START

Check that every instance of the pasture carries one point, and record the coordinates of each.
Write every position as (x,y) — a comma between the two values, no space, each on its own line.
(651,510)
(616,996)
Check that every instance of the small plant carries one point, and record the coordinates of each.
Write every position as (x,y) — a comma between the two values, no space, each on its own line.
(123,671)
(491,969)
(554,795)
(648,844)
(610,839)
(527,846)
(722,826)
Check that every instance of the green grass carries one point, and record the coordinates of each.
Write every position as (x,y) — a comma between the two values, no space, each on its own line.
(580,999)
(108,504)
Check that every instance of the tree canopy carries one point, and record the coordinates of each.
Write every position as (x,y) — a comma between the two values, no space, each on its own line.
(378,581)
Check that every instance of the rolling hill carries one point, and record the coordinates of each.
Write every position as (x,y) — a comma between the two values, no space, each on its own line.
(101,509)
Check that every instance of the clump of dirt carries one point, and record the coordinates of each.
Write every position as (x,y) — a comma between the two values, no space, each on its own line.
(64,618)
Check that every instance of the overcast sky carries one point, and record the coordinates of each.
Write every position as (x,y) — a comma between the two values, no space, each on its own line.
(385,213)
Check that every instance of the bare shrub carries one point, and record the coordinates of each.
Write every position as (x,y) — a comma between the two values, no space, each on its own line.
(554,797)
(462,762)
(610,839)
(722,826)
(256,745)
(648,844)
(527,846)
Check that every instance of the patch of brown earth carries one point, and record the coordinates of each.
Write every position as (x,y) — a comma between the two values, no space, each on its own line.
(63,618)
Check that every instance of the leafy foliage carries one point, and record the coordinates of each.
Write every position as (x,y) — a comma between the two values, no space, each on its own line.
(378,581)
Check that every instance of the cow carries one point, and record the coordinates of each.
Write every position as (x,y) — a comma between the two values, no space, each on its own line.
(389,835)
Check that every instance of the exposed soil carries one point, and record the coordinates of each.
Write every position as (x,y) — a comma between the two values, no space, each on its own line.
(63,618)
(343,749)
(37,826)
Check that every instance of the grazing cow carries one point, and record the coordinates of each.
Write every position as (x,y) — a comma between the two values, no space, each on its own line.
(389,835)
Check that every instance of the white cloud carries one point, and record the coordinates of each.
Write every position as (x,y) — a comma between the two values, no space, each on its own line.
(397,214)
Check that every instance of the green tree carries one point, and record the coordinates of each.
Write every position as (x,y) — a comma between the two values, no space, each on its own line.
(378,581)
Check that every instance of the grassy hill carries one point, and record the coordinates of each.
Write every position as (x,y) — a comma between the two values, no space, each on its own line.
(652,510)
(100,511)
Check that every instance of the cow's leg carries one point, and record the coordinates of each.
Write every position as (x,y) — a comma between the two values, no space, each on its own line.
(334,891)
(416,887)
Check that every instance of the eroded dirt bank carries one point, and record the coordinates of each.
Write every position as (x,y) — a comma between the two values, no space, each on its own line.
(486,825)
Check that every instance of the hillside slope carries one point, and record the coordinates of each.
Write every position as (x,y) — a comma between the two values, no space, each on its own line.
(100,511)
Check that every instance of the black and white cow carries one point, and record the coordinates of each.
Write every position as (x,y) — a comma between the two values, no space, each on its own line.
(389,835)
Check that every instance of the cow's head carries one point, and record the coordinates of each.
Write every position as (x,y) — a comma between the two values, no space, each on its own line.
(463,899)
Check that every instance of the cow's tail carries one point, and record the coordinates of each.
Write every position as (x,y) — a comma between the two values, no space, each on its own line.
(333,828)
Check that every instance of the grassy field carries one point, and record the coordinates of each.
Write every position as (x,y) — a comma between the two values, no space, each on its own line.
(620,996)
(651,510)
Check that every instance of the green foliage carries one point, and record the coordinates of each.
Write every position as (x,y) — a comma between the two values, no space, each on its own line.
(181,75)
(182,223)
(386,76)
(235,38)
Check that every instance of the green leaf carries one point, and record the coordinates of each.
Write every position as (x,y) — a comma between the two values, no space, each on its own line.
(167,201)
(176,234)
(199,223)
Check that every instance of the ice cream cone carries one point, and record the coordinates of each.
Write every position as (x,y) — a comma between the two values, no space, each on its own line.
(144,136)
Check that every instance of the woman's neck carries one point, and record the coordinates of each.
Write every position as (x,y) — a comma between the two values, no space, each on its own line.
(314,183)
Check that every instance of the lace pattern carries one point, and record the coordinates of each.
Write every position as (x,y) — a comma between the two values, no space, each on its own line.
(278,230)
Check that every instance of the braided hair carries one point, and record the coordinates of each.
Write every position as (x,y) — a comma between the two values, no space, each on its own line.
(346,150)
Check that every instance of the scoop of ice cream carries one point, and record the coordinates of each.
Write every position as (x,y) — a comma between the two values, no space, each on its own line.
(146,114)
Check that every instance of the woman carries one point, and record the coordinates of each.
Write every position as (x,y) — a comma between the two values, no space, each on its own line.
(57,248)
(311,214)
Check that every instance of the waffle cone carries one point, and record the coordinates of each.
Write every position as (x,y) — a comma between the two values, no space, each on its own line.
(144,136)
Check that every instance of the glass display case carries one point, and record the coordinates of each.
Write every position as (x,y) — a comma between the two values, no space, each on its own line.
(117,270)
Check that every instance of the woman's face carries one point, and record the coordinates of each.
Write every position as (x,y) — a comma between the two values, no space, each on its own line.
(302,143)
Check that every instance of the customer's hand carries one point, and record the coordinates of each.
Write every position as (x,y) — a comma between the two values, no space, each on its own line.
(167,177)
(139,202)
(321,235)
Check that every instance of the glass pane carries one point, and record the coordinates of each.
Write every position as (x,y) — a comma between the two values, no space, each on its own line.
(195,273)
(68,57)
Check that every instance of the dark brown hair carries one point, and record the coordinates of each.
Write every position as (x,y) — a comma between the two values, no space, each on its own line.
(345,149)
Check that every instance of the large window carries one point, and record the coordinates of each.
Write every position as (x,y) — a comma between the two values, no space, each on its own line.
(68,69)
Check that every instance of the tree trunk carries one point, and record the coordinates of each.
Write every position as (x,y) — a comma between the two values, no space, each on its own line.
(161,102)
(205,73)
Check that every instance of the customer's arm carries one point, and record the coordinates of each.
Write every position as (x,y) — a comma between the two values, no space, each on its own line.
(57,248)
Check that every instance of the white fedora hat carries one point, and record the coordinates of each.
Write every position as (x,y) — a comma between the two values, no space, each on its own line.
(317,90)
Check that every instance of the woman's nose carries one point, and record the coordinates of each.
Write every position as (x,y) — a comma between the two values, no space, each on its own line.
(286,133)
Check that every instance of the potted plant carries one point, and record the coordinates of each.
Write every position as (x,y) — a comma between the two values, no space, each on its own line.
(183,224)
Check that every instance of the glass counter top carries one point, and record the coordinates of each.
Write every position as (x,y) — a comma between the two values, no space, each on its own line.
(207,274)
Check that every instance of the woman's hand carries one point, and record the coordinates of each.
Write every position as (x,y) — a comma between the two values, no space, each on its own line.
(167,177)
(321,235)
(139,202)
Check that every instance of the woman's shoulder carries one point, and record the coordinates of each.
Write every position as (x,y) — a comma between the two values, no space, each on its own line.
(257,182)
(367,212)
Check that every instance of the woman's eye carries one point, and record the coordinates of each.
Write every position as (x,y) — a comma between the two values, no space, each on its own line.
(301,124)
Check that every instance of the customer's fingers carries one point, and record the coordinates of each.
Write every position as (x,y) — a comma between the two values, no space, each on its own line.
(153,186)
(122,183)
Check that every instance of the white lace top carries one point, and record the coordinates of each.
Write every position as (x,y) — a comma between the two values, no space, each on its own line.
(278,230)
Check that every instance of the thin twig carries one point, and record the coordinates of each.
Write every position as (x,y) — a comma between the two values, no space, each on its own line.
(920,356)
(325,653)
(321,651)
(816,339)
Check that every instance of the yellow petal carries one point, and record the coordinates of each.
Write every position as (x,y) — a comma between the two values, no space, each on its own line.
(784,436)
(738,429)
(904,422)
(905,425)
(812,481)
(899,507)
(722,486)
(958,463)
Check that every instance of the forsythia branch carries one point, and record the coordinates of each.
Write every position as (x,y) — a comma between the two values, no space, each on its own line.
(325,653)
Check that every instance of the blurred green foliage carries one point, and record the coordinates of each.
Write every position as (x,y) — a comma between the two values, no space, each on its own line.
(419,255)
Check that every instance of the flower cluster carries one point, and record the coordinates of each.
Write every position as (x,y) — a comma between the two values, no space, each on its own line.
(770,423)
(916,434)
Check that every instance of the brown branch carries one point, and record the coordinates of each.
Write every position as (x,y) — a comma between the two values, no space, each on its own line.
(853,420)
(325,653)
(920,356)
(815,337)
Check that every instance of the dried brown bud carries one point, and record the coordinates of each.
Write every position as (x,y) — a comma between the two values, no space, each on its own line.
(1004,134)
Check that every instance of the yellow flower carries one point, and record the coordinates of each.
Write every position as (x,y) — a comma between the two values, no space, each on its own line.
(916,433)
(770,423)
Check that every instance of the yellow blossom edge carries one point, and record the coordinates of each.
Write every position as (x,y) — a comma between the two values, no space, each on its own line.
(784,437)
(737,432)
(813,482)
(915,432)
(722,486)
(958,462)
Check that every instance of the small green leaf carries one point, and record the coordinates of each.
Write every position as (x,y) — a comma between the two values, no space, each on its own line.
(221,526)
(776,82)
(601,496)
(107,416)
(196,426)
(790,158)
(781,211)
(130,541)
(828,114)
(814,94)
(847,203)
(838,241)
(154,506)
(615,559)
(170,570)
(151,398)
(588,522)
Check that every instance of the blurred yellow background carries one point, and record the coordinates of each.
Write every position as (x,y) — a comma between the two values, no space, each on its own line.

END

Your task is to transcribe the line containing "Check that every instance of the yellow flower" and every line after it, through the last line of the data, exactly as written and with nothing more.

§ **Exercise output**
Check that every instance of the yellow flower carries one point, and record the coordinates of each.
Write every position as (x,y) — a comma between the two values, no space, each on its own line.
(916,433)
(770,423)
Check that every instance of the yellow blossom edge carries one point, and record the coordinates of each.
Write every position as (x,y) — a comma between the two values, no space, each on its own line.
(784,437)
(737,432)
(813,482)
(915,432)
(722,486)
(958,462)
Check that every instance of the small green leaf carries one point, and record the coordinates of each.
Write every position as (x,y) — a comma between the two values, no space, each on its own line.
(221,526)
(776,82)
(601,496)
(107,416)
(196,426)
(790,158)
(781,211)
(130,541)
(828,114)
(814,94)
(847,203)
(838,241)
(154,506)
(615,559)
(170,570)
(151,398)
(588,522)
Check that every instance of the blurred yellow background carries one point, and record the coordinates of each.
Write every position as (x,y) — a comma between the two values, no space, each on its own line.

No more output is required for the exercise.